*SOURCE EXTRACT*
****
This is why I am using stainless steel studs instead of the cap screws supplied by the mfgr. It adds more cost but is good insurance of making sound connections to the battery terminals...


----------



## CroDriver (Jan 8, 2009)

azdeltawye said:


> This is why I am using stainless steel studs instead of the cap screws supplied by the mfgr. It adds more cost but is good insurance of making sound connections to the battery terminals...


I have found copper bolts so I'll use them now in my pack


----------



## major (Apr 4, 2008)

CroDriver said:


> I have found copper bolts so I'll use them now in my pack


Hi Cro,

I'd think copper would be a poor choice. I doubt you can get sufficient clamping force without ripping the copper threads off. That is why you rarely see copper threaded fasteners. Brass or maybe copper plated steel.

The bolt should not conduct current in a proper installation. It just clamps the busbar to the battery terminal. Personally I don't like stainless steel bolts. I use good quality plated steel fasteners with the proper lock and flat washers, torqued to spec and rechecked the next day.

Regards,

major


----------



## JRP3 (Mar 7, 2008)

Major, why don't you like SS bolts?


----------



## MN Driver (Sep 29, 2009)
****
*TO BE DONE*
Please reproduce the whole forum thread about battery terminal bolts word for word. None of the data is needed.

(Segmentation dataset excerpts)
****
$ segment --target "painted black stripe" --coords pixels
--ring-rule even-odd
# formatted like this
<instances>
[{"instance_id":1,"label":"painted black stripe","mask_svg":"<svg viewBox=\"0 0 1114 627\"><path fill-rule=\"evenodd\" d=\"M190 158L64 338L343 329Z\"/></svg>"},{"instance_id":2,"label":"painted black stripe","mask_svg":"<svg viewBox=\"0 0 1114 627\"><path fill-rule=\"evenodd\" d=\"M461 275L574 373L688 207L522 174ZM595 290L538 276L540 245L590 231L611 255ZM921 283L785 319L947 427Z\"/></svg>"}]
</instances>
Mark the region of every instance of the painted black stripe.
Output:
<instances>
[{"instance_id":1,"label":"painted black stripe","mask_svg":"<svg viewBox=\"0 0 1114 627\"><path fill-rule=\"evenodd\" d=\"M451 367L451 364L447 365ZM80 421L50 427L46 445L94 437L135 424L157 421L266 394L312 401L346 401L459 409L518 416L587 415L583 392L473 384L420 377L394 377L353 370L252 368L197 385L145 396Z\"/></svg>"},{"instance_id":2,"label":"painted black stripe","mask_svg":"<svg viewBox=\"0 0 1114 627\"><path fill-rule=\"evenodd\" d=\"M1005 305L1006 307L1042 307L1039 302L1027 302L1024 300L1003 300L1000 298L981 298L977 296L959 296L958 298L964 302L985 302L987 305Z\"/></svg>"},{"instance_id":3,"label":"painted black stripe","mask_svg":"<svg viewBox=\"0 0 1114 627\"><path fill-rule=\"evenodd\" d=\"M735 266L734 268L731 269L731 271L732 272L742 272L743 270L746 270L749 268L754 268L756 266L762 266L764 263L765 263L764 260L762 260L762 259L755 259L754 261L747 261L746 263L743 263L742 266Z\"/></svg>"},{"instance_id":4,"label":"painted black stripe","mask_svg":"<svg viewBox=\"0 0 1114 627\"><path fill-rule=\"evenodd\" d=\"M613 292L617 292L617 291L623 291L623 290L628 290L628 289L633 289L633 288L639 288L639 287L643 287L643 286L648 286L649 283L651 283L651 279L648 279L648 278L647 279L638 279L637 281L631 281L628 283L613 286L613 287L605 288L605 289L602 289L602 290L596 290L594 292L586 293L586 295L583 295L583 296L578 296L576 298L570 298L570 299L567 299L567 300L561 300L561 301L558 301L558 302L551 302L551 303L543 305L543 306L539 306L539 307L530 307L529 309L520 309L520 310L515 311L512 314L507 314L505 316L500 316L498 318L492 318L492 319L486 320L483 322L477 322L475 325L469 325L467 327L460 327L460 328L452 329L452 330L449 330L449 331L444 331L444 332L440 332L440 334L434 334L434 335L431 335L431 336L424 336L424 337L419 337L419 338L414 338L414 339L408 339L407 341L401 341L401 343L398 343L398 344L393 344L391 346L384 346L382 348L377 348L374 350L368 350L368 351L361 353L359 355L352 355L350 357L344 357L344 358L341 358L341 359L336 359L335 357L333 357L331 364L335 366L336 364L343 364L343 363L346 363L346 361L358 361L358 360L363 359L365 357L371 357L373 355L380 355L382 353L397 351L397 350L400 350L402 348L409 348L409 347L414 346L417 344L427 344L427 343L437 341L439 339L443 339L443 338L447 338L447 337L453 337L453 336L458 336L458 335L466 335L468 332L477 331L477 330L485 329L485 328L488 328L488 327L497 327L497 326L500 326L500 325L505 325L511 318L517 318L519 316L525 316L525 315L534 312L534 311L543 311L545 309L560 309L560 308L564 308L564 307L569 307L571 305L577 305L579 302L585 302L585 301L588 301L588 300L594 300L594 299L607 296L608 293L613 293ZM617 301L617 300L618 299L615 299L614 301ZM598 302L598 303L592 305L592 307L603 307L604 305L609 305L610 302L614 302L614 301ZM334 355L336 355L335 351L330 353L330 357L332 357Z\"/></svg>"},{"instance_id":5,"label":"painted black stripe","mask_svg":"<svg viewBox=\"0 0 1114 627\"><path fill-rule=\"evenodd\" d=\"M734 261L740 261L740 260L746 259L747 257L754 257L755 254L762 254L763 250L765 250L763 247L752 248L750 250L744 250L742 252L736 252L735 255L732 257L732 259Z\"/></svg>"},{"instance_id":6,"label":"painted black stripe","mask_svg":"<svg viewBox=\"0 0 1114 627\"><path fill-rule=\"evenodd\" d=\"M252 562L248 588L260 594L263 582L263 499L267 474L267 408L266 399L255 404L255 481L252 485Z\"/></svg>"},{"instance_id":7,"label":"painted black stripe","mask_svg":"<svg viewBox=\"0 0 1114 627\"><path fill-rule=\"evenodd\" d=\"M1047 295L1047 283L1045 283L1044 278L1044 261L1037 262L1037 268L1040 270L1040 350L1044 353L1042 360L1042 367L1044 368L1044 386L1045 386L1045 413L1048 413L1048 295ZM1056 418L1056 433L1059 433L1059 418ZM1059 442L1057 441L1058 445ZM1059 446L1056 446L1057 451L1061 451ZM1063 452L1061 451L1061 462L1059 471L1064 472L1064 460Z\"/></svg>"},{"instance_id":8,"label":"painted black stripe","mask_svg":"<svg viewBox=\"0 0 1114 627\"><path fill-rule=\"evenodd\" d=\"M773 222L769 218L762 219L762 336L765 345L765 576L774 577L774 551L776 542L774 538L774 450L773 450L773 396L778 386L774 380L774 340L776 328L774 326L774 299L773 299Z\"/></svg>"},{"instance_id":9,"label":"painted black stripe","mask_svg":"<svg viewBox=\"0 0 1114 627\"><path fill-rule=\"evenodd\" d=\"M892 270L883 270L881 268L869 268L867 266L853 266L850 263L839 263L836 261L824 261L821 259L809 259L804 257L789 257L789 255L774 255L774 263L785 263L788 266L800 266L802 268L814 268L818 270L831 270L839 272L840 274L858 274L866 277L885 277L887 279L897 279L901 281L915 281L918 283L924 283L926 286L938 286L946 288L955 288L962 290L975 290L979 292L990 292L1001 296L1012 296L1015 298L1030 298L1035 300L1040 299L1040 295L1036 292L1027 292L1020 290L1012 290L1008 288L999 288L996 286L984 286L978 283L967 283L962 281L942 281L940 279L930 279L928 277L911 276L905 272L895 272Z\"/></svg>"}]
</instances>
****
*WRITTEN SOLUTION*
This is why I am using stainless steel studs instead of the cap screws supplied by the mfgr. It adds more cost but is good insurance of making sound connections to the battery terminals...


----------



## CroDriver (Jan 8, 2009)

azdeltawye said:


> This is why I am using stainless steel studs instead of the cap screws supplied by the mfgr. It adds more cost but is good insurance of making sound connections to the battery terminals...


I have found copper bolts so I'll use them now in my pack


----------



## major (Apr 4, 2008)

CroDriver said:


> I have found copper bolts so I'll use them now in my pack


Hi Cro,

I'd think copper would be a poor choice. I doubt you can get sufficient clamping force without ripping the copper threads off. That is why you rarely see copper threaded fasteners. Brass or maybe copper plated steel.

The bolt should not conduct current in a proper installation. It just clamps the busbar to the battery terminal. Personally I don't like stainless steel bolts. I use good quality plated steel fasteners with the proper lock and flat washers, torqued to spec and rechecked the next day.

Regards,

major


----------



## JRP3 (Mar 7, 2008)

Major, why don't you like SS bolts?


----------



## MN Driver (Sep 29, 2009)